# [Requirements]
• A. List each benefit of city walking that the article on city walking names.
• B. Transcribe the portion of the article on city walking starting with "City walking: 8" and going on through "people in depth.".

# [Selection]
○ ○ ○ ○ ○

City walking: 8 destinations in Europe to enjoy by foot
Walking is not only the most sustainable way of urban mobility, but also the best way to discover the secrets of a city and savor its atmosphere.
City walking is beneficial in many ways: it increases the opportunities for socializing, decreases the economic weight and environmental impact of travel, helps to stay fit and allows you to visit even the most hidden corners of a destination. Here are 8 pedestrian-friendly European cities, to be discovered step by step: wear some comfortable shoes and get to know places and people in depth.
City walking in Venice
Among the “walking cities” the position of honor belongs to Venice: thanks to its canals, it is by nature completely car-free. Instead of four-wheeled vehicles, for fast movements Venice offers boats and gondolas but, if you are not in a hurry and want to discover the most fascinating corners of the Venetian Sestieri, you should move your feet. Because Venice is not just St. Mark’s Square, but a maze of streets, bridges and squares full of architectural beauty and original shops.

○ ○ ○ ○ ○

# [Data shown]

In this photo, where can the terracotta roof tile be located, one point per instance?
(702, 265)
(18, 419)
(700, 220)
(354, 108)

○ ○ ○ ○ ○

# [Results]
• A.
- It increases the opportunities for socializing.
- It decreases the economic weight and environmental impact of travel.
- It helps to stay fit.
- It allows you to visit even the most hidden corners of a destination.

• B.
City walking: 8 destinations in Europe to enjoy by foot
Walking is not only the most sustainable way of urban mobility, but also the best way to discover the secrets of a city and savor its atmosphere.
City walking is beneficial in many ways: it increases the opportunities for socializing, decreases the economic weight and environmental impact of travel, helps to stay fit and allows you to visit even the most hidden corners of a destination. Here are 8 pedestrian-friendly European cities, to be discovered step by step: wear some comfortable shoes and get to know places and people in depth.